Image outline annotation entries:

• • • • •

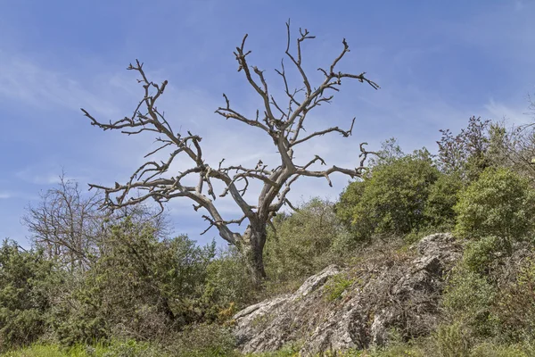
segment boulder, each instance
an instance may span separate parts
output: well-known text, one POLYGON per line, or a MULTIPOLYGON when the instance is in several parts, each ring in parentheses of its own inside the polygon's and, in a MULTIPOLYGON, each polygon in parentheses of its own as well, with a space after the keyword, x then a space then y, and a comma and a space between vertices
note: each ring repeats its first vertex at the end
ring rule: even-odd
POLYGON ((331 265, 294 293, 266 300, 235 315, 243 353, 299 344, 304 356, 383 345, 397 329, 404 337, 428 334, 437 323, 446 273, 462 255, 450 234, 434 234, 408 250, 371 254, 358 266, 331 265), (333 297, 336 279, 350 281, 333 297), (329 286, 329 288, 325 288, 329 286))

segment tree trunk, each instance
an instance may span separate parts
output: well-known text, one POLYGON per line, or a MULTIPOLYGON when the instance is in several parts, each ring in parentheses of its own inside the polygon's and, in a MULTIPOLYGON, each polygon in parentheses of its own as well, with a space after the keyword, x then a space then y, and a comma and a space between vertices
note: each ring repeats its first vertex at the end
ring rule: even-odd
POLYGON ((238 246, 246 258, 249 271, 257 287, 259 287, 266 278, 263 251, 267 237, 266 224, 251 223, 245 229, 238 246))

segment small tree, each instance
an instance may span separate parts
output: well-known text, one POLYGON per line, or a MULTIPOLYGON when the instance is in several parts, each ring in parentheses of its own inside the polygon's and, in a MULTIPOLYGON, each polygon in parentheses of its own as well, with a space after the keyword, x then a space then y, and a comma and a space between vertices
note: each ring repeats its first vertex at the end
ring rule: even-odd
POLYGON ((158 237, 167 232, 165 215, 153 220, 155 212, 146 205, 122 207, 114 214, 100 211, 103 193, 85 194, 64 174, 57 187, 41 193, 40 198, 37 205, 26 208, 22 223, 36 247, 70 270, 88 268, 102 253, 111 228, 125 217, 136 223, 150 220, 158 237))
POLYGON ((104 190, 105 205, 116 209, 133 205, 148 198, 152 198, 160 205, 177 197, 191 199, 194 203, 195 211, 205 210, 206 214, 202 217, 209 222, 208 229, 215 227, 223 239, 231 245, 235 245, 241 252, 248 256, 251 270, 258 283, 266 276, 262 258, 267 237, 266 225, 271 221, 276 212, 283 205, 291 204, 286 198, 291 186, 303 176, 325 178, 329 185, 331 185, 329 175, 333 172, 341 172, 351 178, 360 177, 366 155, 369 154, 364 148, 366 143, 361 144, 361 160, 359 165, 355 169, 332 166, 326 170, 314 170, 313 165, 315 164, 325 164, 325 161, 317 155, 313 155, 309 162, 296 162, 294 152, 300 144, 328 133, 339 133, 343 137, 349 137, 351 135, 355 122, 355 119, 353 119, 348 130, 332 127, 307 133, 304 129, 304 123, 308 114, 322 104, 329 103, 333 97, 332 93, 339 91, 342 79, 357 79, 359 82, 369 84, 373 88, 379 87, 374 82, 365 77, 365 72, 350 74, 336 70, 340 61, 350 51, 345 39, 342 41, 342 52, 335 56, 331 65, 328 68, 318 69, 325 78, 317 87, 314 87, 303 69, 301 57, 303 42, 314 38, 314 37, 307 29, 300 29, 300 37, 297 38, 296 44, 297 51, 292 54, 290 51, 289 22, 286 24, 286 28, 285 55, 299 72, 302 86, 296 89, 291 87, 283 62, 282 68, 276 71, 282 79, 285 104, 283 104, 280 98, 276 99, 272 95, 271 87, 268 85, 265 72, 255 66, 250 66, 248 62, 251 51, 245 49, 245 40, 247 39, 247 35, 245 35, 241 46, 236 47, 234 54, 238 62, 238 71, 243 73, 247 82, 259 95, 263 106, 257 110, 255 117, 250 118, 233 109, 229 98, 223 95, 225 105, 216 111, 218 114, 226 120, 238 120, 261 130, 270 137, 280 154, 280 164, 276 167, 268 168, 261 160, 259 161, 256 167, 251 168, 242 165, 225 166, 223 164, 224 158, 216 165, 207 162, 202 156, 202 137, 190 131, 187 132, 187 135, 182 136, 173 130, 164 112, 157 108, 157 101, 165 91, 168 81, 165 80, 161 84, 151 81, 144 72, 143 63, 138 61, 135 65, 130 64, 128 70, 136 71, 141 76, 139 82, 144 87, 144 96, 131 117, 125 117, 114 122, 103 122, 82 109, 84 114, 91 120, 92 125, 104 130, 119 129, 128 135, 151 131, 160 135, 160 137, 156 140, 161 145, 149 153, 147 156, 161 149, 171 149, 170 155, 166 162, 146 162, 134 172, 126 184, 116 183, 111 187, 90 185, 91 187, 104 190), (165 175, 171 163, 179 155, 188 158, 192 166, 182 172, 165 175), (188 186, 185 183, 192 176, 197 177, 196 186, 188 186), (259 180, 263 185, 258 196, 258 202, 252 203, 246 202, 243 197, 249 182, 251 180, 259 180), (224 184, 225 188, 219 196, 224 197, 230 194, 242 211, 243 216, 240 219, 226 220, 220 214, 215 204, 217 196, 212 185, 213 181, 220 181, 224 184), (132 190, 139 190, 141 195, 132 197, 129 195, 132 190), (231 229, 232 225, 239 225, 243 220, 248 221, 244 233, 240 234, 231 229))
POLYGON ((467 237, 520 239, 533 228, 534 206, 527 179, 506 169, 488 169, 460 193, 456 229, 467 237))
POLYGON ((337 214, 360 239, 410 233, 425 226, 427 199, 439 176, 426 151, 389 160, 346 188, 337 214))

• • • • •

Exercise prompt: Write out every row above word for word, leaving out the pictures.

Solution for this task:
segment boulder, each instance
an instance may span separate parts
output: well-known text, one POLYGON per line, or a MULTIPOLYGON when the instance is in several parts, each ring in parentheses of its own inside the polygon's and, in a MULTIPOLYGON, each polygon in parentheses of its own as well, with a space after the keyword, x then a space then y, and a comma and a space between vertices
note: each ring repeats its first vertex at the end
ring rule: even-odd
POLYGON ((331 265, 294 293, 266 300, 235 315, 243 353, 299 344, 304 356, 383 345, 397 329, 404 337, 428 334, 437 323, 446 273, 462 255, 450 234, 434 234, 408 250, 371 254, 358 266, 331 265), (333 297, 336 279, 350 281, 333 297), (329 286, 329 288, 325 288, 329 286))

segment tree trunk, each instance
an instance may span separate parts
output: well-known text, one POLYGON per line, or a MULTIPOLYGON when the instance is in several parts, each ring in parentheses of its own inside the polygon's and, in a MULTIPOLYGON, each polygon in parentheses of its own as well, with a space after the keyword, x then a space then y, and a comma and a space between vertices
note: each ring repeats its first vertex at the end
ring rule: even-odd
POLYGON ((238 246, 246 258, 249 271, 257 287, 259 287, 266 278, 263 251, 267 237, 266 224, 251 223, 245 229, 238 246))

segment small tree, each instance
an instance may span separate parts
output: well-known text, one POLYGON per line, or a MULTIPOLYGON when the instance is in several parts, each ring in parentheses of its own inside the polygon's and, in a MULTIPOLYGON, each polygon in parentheses of its own as well, with a space after the keyword, x then a space then y, and a comma and a space between vertices
note: each ring repeats its first vertex at the end
ring rule: even-odd
POLYGON ((158 237, 167 232, 165 215, 153 220, 155 212, 146 205, 122 207, 114 214, 100 211, 103 193, 85 194, 64 174, 57 187, 41 193, 40 198, 37 205, 26 208, 22 223, 36 247, 70 270, 88 268, 102 253, 111 228, 125 217, 136 223, 150 220, 158 237))
POLYGON ((104 190, 105 205, 116 209, 133 205, 148 198, 152 198, 160 205, 177 197, 191 199, 194 203, 195 211, 205 210, 206 214, 202 217, 209 222, 208 229, 215 227, 223 239, 231 245, 235 245, 241 252, 248 256, 251 270, 258 283, 266 276, 262 258, 267 237, 266 225, 271 221, 276 212, 283 205, 291 204, 286 198, 291 186, 303 176, 325 178, 329 185, 331 185, 329 175, 333 172, 341 172, 351 178, 360 177, 366 155, 369 154, 364 148, 366 143, 361 144, 361 160, 359 165, 355 169, 332 166, 326 170, 314 170, 313 165, 315 164, 325 164, 325 161, 317 155, 313 155, 309 162, 296 162, 294 152, 300 144, 328 133, 339 133, 343 137, 349 137, 351 135, 355 122, 355 119, 353 119, 348 130, 332 127, 307 133, 304 129, 304 123, 308 114, 322 104, 329 103, 333 97, 332 93, 339 91, 342 79, 357 79, 359 82, 369 84, 373 88, 379 87, 374 82, 365 77, 365 72, 350 74, 336 70, 340 61, 350 51, 345 39, 342 41, 342 52, 335 56, 331 65, 328 68, 318 69, 325 78, 317 87, 314 87, 303 69, 301 57, 303 42, 314 38, 314 37, 307 29, 300 29, 300 37, 297 38, 296 44, 297 51, 292 54, 290 51, 289 22, 286 24, 286 28, 285 55, 299 72, 302 86, 296 89, 291 87, 283 62, 282 68, 276 71, 282 79, 285 104, 283 104, 280 98, 276 99, 272 95, 271 87, 268 85, 265 72, 255 66, 250 66, 248 62, 251 51, 245 49, 245 40, 247 39, 247 35, 245 35, 241 46, 236 47, 234 54, 238 62, 238 71, 243 73, 247 82, 259 95, 263 106, 257 110, 255 117, 250 118, 233 109, 229 98, 223 95, 225 105, 216 111, 218 114, 226 120, 238 120, 261 130, 270 137, 280 154, 280 164, 276 167, 268 168, 261 160, 259 161, 256 167, 251 168, 242 165, 225 166, 223 164, 224 158, 216 165, 207 162, 202 156, 202 137, 190 131, 187 132, 187 135, 182 136, 173 130, 164 112, 157 108, 157 101, 165 91, 168 81, 165 80, 161 84, 151 81, 144 72, 143 63, 138 61, 135 65, 130 64, 128 70, 136 71, 141 76, 139 82, 144 87, 144 96, 131 117, 125 117, 114 122, 103 122, 82 109, 84 114, 91 120, 92 125, 104 130, 119 129, 128 135, 151 131, 160 135, 160 137, 156 140, 161 145, 149 153, 147 156, 161 149, 171 149, 170 155, 166 162, 146 162, 134 172, 126 184, 116 183, 111 187, 90 185, 91 187, 104 190), (165 175, 171 163, 179 155, 188 158, 192 166, 182 172, 165 175), (188 186, 185 183, 192 176, 197 177, 196 186, 188 186), (259 180, 263 185, 258 196, 258 202, 252 203, 246 202, 243 197, 249 182, 251 180, 259 180), (224 184, 225 188, 219 196, 224 197, 230 194, 242 211, 243 216, 240 219, 226 220, 220 214, 215 204, 217 196, 212 185, 213 181, 220 181, 224 184), (132 190, 139 190, 141 195, 132 197, 129 195, 132 190), (231 229, 232 225, 239 225, 243 220, 248 221, 244 233, 240 234, 231 229))
POLYGON ((467 237, 520 239, 533 228, 534 206, 527 179, 506 169, 488 169, 460 193, 456 229, 467 237))
POLYGON ((337 214, 360 239, 410 233, 425 226, 427 199, 439 176, 426 151, 389 160, 346 188, 337 214))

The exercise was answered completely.